-- Begin MATERIAL --
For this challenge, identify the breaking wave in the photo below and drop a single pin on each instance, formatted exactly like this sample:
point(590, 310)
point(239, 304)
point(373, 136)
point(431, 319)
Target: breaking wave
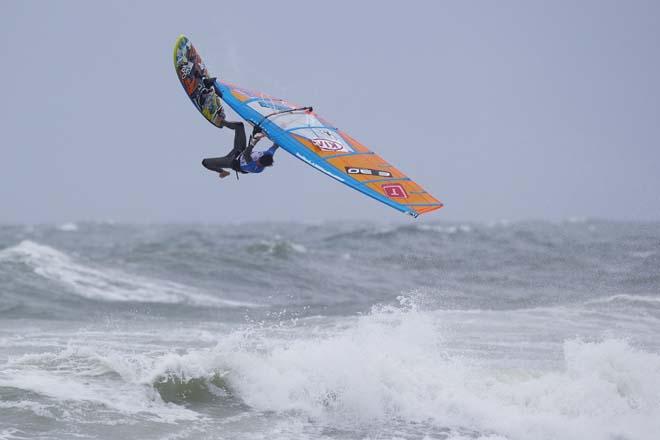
point(385, 367)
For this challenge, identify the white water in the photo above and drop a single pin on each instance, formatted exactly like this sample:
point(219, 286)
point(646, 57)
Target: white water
point(392, 365)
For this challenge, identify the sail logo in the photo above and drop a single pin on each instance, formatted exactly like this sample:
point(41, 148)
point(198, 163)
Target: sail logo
point(329, 145)
point(367, 172)
point(394, 190)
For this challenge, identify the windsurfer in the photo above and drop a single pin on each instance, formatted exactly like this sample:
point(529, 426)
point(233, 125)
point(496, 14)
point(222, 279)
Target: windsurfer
point(241, 158)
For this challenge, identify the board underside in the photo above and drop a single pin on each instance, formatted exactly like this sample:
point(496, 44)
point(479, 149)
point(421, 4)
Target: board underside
point(191, 71)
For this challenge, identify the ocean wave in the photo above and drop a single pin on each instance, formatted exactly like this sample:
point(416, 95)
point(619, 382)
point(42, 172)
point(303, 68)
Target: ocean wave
point(392, 364)
point(624, 297)
point(277, 247)
point(103, 284)
point(388, 366)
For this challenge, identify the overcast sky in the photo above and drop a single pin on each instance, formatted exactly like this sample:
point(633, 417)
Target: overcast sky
point(502, 110)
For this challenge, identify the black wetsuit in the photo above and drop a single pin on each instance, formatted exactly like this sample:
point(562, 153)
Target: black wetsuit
point(231, 160)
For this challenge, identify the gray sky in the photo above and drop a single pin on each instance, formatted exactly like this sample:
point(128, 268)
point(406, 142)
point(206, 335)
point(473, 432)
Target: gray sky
point(502, 110)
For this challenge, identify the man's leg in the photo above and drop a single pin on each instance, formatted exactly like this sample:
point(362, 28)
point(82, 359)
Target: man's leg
point(218, 163)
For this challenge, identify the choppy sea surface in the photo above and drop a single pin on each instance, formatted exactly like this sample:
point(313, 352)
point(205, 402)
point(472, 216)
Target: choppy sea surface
point(530, 330)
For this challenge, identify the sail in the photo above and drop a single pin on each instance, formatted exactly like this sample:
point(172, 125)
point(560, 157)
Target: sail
point(307, 136)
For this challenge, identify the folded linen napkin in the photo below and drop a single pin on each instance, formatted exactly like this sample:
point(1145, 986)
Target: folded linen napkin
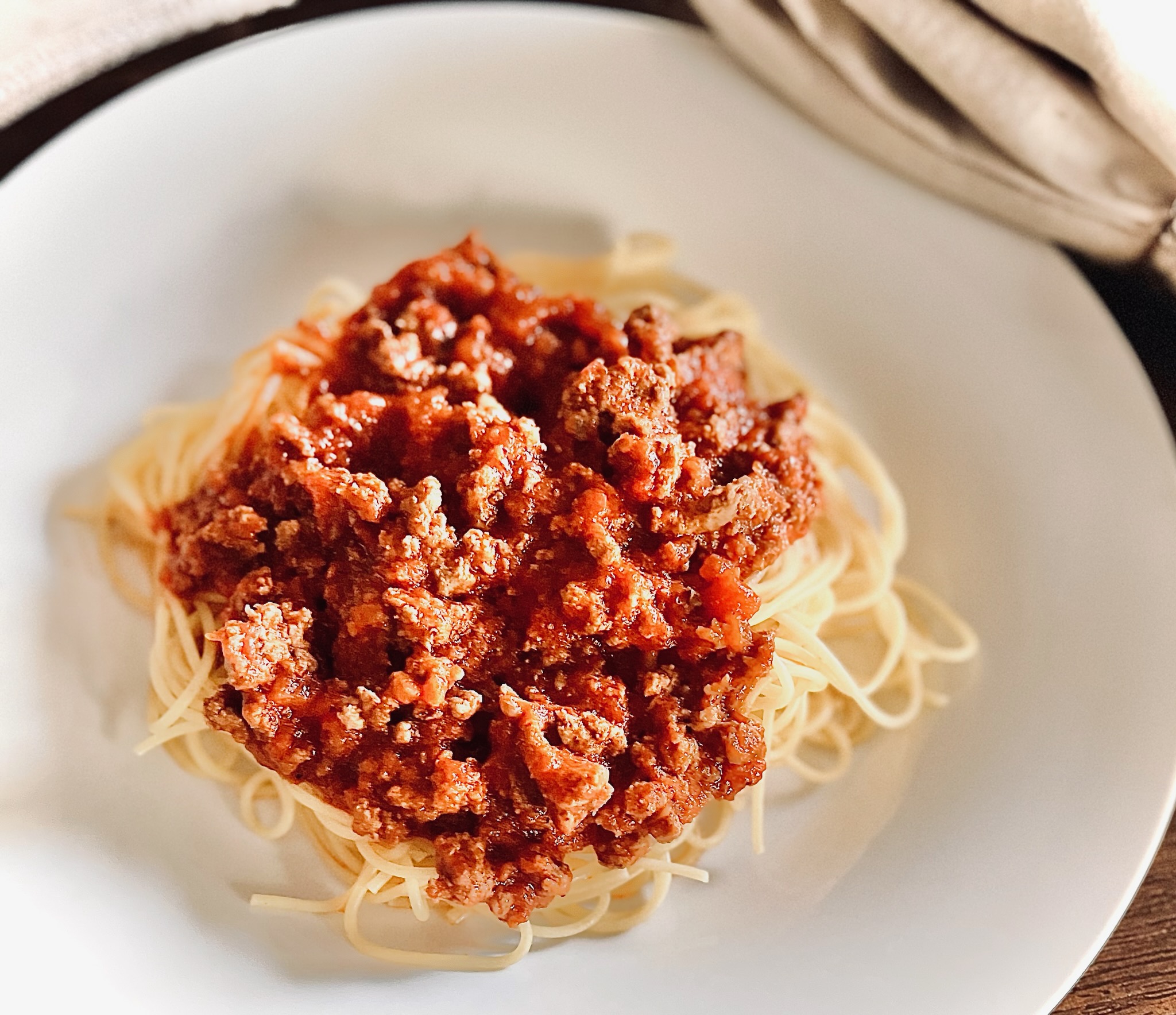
-- End MATERIAL --
● WHAT YOU NEED TO DO:
Give the lines of the rows as a JSON list of strings, one string per line with blank lines omitted, from the line containing "For this challenge, identify the man's" through the end of the rows, inclusive. Leave the pictures out of the list.

● SOLUTION TO THE PROBLEM:
[
  "For this challenge, identify the man's leg in the photo above and drop a single pin on each instance, formatted exactly like this sample:",
  "point(362, 28)",
  "point(82, 359)",
  "Target: man's leg",
  "point(218, 163)",
  "For this challenge, identify the choppy sea surface in the photo above and drop a single pin on each instance, formatted exactly like this sample:",
  "point(313, 352)",
  "point(205, 402)",
  "point(472, 216)",
  "Target: choppy sea surface",
  "point(530, 330)",
  "For this challenge, identify the sail in the photo above and drop a single pin on each instance, formatted exactly like this sample:",
  "point(172, 125)",
  "point(560, 157)",
  "Target: sail",
  "point(307, 136)",
  "For this challenge, identify the folded linen napkin in the photo below and drop a single pin on each instance, formatted exactly like this sample:",
  "point(1145, 986)",
  "Target: folded linen napkin"
]